**Exercise instructions:**
Output exactly the lines between the one holding "of the woman" and the last line of the data below, both of those lines included.

(Point-per-instance localization data)
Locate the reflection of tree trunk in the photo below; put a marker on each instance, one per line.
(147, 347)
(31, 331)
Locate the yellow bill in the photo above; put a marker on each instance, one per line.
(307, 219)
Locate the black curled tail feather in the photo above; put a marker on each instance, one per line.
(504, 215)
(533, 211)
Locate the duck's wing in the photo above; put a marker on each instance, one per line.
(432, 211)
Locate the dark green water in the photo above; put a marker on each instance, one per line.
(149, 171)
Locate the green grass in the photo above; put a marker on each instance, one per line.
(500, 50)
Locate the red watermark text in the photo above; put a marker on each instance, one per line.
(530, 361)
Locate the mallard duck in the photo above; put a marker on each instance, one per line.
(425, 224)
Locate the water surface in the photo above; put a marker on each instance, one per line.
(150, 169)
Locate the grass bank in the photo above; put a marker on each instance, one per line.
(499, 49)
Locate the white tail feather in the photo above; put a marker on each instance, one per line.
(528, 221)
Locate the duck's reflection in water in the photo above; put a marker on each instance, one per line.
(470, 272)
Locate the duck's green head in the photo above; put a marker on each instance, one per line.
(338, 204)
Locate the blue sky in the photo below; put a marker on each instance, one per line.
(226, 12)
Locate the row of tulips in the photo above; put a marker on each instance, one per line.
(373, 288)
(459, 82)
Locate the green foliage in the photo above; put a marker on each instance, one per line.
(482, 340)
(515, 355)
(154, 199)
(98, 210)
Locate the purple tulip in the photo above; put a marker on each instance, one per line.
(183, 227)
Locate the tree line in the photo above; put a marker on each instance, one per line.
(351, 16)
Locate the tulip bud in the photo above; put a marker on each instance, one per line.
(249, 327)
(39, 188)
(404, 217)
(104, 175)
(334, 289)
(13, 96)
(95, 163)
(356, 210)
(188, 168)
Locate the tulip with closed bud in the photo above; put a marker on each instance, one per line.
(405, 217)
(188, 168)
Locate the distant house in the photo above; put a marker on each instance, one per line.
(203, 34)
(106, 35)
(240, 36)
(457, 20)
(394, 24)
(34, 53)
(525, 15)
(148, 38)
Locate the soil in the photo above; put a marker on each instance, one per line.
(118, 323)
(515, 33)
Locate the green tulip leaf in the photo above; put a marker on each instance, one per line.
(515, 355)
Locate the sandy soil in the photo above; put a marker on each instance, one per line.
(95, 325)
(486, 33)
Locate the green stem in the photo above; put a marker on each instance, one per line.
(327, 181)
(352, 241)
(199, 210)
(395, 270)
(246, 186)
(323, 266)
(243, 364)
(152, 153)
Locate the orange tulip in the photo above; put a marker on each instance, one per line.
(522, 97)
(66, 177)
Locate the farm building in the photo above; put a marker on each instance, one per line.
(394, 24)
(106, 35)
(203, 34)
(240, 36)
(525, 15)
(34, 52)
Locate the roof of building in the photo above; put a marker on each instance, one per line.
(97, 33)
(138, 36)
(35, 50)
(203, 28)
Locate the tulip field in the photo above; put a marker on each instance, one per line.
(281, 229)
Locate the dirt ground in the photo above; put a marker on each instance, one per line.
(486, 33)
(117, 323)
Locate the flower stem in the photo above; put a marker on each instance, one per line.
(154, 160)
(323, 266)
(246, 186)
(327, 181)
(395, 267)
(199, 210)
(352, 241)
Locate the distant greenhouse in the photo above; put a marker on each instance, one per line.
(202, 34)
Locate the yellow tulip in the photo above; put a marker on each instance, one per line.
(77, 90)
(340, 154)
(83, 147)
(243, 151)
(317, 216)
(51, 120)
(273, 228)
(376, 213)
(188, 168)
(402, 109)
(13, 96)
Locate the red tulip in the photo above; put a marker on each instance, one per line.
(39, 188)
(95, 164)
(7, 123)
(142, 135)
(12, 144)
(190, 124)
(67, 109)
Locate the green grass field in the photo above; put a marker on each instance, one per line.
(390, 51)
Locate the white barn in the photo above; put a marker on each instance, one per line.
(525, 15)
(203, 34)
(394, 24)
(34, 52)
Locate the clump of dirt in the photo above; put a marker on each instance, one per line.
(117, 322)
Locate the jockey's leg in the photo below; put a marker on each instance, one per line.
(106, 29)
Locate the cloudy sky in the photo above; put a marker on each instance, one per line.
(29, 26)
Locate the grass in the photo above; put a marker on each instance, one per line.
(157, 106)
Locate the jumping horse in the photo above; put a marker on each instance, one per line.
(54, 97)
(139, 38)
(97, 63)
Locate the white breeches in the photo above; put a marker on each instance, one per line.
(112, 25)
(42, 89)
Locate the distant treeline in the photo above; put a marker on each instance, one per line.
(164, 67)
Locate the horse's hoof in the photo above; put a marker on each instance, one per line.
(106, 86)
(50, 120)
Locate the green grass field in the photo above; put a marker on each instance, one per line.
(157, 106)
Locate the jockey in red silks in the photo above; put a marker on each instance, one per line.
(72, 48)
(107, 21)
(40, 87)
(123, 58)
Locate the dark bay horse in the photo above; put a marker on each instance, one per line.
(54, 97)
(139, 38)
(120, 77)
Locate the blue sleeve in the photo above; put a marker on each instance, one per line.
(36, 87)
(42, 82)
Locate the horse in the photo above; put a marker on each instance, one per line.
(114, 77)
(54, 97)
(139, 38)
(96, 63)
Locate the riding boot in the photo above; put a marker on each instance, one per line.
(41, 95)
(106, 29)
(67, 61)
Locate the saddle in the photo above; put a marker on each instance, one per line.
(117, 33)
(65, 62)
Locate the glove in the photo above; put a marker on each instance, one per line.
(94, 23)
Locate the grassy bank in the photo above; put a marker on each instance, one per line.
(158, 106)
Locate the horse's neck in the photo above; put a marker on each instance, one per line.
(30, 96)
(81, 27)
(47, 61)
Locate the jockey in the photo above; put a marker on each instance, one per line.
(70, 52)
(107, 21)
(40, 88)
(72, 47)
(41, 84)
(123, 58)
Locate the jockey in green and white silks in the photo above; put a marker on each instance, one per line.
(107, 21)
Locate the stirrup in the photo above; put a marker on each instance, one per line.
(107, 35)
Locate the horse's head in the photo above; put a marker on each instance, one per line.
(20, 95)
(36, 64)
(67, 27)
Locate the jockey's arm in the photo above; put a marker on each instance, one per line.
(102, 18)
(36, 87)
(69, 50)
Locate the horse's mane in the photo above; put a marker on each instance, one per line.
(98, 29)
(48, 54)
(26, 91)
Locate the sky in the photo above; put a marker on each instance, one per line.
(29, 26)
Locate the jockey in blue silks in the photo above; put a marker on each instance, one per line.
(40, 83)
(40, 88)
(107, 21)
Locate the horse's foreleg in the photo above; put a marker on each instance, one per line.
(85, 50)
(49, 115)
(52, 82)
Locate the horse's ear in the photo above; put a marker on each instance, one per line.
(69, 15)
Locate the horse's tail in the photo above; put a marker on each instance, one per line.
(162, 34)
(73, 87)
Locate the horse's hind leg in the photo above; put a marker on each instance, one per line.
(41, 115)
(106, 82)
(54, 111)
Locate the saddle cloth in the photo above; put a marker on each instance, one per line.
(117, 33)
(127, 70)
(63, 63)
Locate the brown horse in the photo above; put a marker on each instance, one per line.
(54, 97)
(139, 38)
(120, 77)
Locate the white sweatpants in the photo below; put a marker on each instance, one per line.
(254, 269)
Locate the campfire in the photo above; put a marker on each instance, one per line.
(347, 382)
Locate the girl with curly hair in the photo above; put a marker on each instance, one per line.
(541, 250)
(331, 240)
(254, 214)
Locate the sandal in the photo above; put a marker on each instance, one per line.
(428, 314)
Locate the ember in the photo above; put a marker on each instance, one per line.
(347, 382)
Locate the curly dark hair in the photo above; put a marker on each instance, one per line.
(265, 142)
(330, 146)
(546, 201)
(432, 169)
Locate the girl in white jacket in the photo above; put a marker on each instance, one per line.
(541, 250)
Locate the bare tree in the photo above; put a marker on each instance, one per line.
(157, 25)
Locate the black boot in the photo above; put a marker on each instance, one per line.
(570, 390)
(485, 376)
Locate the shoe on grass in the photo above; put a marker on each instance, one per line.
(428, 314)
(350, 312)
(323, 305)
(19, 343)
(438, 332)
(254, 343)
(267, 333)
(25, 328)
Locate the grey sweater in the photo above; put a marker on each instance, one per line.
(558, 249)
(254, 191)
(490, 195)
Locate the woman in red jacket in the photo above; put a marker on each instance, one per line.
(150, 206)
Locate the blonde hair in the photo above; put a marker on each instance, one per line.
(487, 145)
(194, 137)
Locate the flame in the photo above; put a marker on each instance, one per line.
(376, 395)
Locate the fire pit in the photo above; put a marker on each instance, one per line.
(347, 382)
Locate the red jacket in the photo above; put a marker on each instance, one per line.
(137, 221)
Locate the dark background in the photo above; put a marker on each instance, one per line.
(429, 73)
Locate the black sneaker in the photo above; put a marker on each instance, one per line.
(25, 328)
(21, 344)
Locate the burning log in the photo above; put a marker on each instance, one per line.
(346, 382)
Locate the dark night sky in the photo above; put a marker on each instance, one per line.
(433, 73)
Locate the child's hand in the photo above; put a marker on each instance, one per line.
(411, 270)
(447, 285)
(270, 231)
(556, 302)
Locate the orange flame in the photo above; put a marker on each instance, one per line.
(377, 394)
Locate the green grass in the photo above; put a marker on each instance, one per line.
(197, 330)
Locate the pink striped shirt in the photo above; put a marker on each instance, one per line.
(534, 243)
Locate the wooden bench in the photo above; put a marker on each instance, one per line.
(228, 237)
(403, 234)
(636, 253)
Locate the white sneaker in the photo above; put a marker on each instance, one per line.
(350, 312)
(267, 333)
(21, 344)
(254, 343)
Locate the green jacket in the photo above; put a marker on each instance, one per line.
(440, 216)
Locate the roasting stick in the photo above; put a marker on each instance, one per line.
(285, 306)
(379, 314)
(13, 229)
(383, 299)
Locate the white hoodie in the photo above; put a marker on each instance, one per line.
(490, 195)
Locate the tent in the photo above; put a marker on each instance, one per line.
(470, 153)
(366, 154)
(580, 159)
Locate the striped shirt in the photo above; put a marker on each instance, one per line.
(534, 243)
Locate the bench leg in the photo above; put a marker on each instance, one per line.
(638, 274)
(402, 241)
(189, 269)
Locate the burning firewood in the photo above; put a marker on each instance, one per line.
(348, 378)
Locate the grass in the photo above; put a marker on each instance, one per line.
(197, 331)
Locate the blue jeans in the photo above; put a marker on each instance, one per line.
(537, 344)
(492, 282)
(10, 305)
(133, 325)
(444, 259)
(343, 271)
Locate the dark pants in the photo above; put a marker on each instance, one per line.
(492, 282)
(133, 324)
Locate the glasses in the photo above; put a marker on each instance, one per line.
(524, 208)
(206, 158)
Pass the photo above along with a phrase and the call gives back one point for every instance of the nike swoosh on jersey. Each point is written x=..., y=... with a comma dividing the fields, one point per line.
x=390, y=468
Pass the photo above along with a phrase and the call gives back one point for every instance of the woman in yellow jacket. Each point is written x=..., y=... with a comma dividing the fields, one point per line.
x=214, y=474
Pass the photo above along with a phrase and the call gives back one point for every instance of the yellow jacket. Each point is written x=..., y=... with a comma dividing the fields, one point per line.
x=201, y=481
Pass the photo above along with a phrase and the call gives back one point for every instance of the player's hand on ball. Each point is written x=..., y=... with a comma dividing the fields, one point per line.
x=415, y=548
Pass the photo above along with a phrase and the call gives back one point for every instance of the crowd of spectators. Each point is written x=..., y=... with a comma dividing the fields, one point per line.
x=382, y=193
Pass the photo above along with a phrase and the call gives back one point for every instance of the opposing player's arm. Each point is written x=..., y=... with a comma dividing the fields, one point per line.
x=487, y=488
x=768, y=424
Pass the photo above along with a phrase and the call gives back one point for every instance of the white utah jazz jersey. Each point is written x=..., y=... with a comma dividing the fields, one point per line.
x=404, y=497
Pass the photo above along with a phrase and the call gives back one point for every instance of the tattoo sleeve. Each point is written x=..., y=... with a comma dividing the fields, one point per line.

**Reply to the exercise:**
Pass the photo above along with a phrase and the call gives back one point for every instance of the woman in yellow jacket. Each point is written x=..., y=... with a comma dividing the fields, one point per line.
x=214, y=474
Pass the photo above along with a phrase and the call gives back one point for every instance of the yellow jacket. Each point is written x=..., y=... with a comma dividing the fields, one point per line.
x=201, y=481
Pass the photo above along with a phrase and the call gives back one point for every instance of the player's hand on ball. Each point is written x=..., y=... with a comma dividing the fields, one point per line.
x=415, y=548
Pass the photo above along with a phrase and the call gives back one point for every instance of the crowd of spectators. Each point is written x=..., y=... with a comma dividing the fields, one point per line.
x=382, y=193
Pass the photo above along with a phrase and the call gives back one point for every instance of the opposing player's arm. Each point is written x=..., y=... with a comma dividing the fields, one point per line.
x=487, y=488
x=768, y=424
Pass the photo above along with a phrase and the call gives back one point for every instance of the white utah jazz jersey. Each point is written x=..., y=... with a comma dividing the fields, one point per line.
x=404, y=497
Pass the photo above along with a phrase and the call gives back one point for every instance of the tattoo sleeve. Each point is written x=..., y=... with a comma dividing the fields, one point per line.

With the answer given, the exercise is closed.